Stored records
/---

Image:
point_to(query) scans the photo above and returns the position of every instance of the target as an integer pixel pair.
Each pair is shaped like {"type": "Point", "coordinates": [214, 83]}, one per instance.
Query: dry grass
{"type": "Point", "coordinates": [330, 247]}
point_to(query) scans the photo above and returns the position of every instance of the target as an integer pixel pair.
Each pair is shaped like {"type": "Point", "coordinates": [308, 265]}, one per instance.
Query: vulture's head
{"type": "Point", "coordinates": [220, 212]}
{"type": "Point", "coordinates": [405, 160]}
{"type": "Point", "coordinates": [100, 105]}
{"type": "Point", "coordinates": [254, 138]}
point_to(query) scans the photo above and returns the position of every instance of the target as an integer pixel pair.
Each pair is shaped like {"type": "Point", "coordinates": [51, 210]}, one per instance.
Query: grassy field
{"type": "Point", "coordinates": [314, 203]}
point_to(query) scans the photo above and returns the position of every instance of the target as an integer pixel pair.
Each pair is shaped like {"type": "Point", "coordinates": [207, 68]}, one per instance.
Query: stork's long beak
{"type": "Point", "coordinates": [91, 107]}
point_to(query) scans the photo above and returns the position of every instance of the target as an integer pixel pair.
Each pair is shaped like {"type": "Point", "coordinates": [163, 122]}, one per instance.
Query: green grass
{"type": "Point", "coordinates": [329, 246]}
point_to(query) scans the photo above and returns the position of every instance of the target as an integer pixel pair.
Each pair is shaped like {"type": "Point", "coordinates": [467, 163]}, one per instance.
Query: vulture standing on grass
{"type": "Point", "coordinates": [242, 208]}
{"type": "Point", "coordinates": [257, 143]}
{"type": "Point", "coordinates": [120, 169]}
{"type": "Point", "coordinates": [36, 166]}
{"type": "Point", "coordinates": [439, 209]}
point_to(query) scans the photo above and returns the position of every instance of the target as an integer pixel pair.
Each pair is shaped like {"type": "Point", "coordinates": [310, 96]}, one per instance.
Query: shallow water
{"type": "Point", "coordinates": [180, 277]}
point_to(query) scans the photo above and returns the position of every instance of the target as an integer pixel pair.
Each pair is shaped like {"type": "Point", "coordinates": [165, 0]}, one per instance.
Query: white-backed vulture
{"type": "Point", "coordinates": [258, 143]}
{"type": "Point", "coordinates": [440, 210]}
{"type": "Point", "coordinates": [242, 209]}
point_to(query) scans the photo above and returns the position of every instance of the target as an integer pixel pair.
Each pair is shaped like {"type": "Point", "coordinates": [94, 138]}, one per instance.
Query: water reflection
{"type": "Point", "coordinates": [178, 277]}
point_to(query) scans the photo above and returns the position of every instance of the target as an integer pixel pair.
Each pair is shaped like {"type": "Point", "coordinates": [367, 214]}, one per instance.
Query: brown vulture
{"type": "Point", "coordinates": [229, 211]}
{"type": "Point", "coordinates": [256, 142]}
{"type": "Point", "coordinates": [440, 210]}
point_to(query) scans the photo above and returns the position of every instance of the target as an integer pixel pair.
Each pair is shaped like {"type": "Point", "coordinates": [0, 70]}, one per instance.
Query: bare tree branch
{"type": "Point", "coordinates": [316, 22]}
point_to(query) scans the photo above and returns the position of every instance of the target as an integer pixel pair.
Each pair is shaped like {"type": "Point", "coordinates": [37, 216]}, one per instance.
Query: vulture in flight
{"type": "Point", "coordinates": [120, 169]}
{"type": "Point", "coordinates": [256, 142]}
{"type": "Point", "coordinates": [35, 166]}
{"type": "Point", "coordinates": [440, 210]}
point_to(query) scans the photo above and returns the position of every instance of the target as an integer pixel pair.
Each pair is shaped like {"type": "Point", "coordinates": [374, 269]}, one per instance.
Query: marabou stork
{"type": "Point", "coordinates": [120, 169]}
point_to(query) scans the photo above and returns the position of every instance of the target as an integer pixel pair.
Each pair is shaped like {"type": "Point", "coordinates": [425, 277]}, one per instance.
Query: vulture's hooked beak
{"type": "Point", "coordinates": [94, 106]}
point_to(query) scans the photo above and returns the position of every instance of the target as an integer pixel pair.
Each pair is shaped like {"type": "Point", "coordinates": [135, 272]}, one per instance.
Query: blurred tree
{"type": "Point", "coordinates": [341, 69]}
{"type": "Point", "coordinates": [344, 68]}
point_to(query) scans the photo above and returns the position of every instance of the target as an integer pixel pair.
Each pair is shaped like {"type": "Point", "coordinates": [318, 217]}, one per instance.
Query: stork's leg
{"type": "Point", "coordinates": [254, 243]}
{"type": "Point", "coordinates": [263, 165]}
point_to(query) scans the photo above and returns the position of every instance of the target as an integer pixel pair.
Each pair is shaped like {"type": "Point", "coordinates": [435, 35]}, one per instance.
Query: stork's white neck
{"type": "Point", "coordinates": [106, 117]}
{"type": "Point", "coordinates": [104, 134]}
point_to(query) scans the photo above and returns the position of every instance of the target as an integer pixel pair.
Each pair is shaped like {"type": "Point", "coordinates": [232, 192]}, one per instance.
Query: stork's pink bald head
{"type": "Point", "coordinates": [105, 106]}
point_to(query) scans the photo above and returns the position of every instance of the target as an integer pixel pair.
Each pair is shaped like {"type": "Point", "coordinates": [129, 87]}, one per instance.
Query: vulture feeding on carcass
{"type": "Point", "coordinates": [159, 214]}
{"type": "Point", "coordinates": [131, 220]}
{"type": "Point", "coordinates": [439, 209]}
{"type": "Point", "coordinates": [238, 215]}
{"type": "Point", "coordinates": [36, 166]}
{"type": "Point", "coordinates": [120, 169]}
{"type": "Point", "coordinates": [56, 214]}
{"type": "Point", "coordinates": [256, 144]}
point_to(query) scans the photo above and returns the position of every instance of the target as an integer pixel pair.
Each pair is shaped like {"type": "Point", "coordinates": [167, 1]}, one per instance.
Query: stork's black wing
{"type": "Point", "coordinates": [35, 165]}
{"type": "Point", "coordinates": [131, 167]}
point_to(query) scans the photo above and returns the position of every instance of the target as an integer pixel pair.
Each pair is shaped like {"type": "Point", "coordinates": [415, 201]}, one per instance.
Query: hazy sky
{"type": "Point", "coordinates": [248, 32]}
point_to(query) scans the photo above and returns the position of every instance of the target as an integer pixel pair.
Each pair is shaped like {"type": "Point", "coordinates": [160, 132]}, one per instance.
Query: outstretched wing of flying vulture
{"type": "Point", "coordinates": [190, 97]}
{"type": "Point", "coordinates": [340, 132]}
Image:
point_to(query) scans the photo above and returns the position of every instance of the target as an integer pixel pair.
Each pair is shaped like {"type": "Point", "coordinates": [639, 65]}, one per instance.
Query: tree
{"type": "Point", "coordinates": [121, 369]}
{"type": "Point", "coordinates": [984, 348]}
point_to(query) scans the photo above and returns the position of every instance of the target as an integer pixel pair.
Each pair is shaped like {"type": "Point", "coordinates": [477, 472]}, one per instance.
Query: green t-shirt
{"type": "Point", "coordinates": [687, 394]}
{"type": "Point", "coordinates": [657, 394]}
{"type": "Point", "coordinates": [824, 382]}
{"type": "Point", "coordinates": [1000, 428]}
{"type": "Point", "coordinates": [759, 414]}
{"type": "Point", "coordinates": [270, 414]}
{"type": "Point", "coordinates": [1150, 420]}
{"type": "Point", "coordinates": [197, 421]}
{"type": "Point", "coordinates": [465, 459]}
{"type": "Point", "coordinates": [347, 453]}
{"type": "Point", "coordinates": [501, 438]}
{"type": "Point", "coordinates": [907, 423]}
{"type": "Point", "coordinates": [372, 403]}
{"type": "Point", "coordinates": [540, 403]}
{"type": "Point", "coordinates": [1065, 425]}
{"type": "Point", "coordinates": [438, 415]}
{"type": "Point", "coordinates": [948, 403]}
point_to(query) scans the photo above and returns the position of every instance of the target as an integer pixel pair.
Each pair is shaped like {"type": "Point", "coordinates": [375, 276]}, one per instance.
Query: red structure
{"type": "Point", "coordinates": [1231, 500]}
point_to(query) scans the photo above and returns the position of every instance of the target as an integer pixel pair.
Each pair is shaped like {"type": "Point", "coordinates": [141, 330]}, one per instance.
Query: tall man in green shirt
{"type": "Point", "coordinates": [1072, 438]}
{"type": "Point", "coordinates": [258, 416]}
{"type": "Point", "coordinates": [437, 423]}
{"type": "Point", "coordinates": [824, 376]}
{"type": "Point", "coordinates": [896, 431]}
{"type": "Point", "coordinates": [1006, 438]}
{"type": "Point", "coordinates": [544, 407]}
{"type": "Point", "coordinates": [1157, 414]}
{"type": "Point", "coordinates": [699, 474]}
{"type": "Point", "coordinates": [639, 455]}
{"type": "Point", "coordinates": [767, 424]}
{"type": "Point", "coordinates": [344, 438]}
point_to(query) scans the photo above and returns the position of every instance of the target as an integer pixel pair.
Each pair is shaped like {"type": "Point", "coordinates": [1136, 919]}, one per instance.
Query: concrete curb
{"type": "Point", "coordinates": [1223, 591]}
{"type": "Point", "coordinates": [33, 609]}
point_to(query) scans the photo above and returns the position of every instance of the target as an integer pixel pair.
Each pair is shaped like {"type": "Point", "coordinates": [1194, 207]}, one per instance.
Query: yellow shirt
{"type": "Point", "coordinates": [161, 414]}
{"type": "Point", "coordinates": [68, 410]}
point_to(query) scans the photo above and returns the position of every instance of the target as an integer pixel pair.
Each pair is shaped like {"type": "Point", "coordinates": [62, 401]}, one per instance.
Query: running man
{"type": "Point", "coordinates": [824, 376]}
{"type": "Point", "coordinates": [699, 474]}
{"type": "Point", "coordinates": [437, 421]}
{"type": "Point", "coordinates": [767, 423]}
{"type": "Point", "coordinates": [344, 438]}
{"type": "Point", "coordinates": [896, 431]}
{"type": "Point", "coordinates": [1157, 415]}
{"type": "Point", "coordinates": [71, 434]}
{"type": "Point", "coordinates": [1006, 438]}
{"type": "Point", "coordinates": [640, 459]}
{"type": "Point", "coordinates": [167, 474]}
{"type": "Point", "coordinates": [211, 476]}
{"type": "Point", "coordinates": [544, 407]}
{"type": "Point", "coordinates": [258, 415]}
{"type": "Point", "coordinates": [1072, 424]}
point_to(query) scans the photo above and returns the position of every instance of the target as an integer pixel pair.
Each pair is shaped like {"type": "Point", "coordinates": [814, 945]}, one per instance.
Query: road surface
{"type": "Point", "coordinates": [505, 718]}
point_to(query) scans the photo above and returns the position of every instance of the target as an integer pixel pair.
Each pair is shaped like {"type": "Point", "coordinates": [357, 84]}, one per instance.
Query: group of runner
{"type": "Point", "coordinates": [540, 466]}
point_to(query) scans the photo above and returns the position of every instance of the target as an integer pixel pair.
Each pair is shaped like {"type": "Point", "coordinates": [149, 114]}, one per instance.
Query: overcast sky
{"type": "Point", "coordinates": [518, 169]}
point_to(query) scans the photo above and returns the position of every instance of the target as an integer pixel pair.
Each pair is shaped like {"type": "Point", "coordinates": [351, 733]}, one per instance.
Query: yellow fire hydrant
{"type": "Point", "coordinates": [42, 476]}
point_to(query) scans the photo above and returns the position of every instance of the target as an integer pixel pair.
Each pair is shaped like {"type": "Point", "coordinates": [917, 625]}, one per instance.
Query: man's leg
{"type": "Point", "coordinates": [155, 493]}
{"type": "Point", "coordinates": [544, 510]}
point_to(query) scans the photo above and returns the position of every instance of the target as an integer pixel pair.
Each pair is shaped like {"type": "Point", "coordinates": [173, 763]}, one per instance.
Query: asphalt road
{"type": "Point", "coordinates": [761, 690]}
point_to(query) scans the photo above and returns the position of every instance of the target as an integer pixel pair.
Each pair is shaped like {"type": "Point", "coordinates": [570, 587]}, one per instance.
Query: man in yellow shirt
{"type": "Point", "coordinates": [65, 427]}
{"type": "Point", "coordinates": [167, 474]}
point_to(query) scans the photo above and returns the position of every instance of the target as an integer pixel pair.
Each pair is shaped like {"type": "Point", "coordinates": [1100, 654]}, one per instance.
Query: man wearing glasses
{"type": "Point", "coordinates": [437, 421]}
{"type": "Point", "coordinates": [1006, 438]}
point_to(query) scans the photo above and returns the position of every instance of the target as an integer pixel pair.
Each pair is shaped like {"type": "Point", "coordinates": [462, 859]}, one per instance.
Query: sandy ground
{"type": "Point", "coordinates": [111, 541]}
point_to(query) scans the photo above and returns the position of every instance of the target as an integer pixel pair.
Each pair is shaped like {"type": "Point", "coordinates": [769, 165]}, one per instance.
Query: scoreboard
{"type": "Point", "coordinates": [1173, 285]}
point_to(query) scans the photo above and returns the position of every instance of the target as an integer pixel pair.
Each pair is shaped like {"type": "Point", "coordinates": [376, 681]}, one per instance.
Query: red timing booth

\---

THE EXERCISE:
Report each line of the data above that contains the word "road", copying every such line in full.

RESULT FOR THIS TASK:
Query: road surface
Query: asphalt road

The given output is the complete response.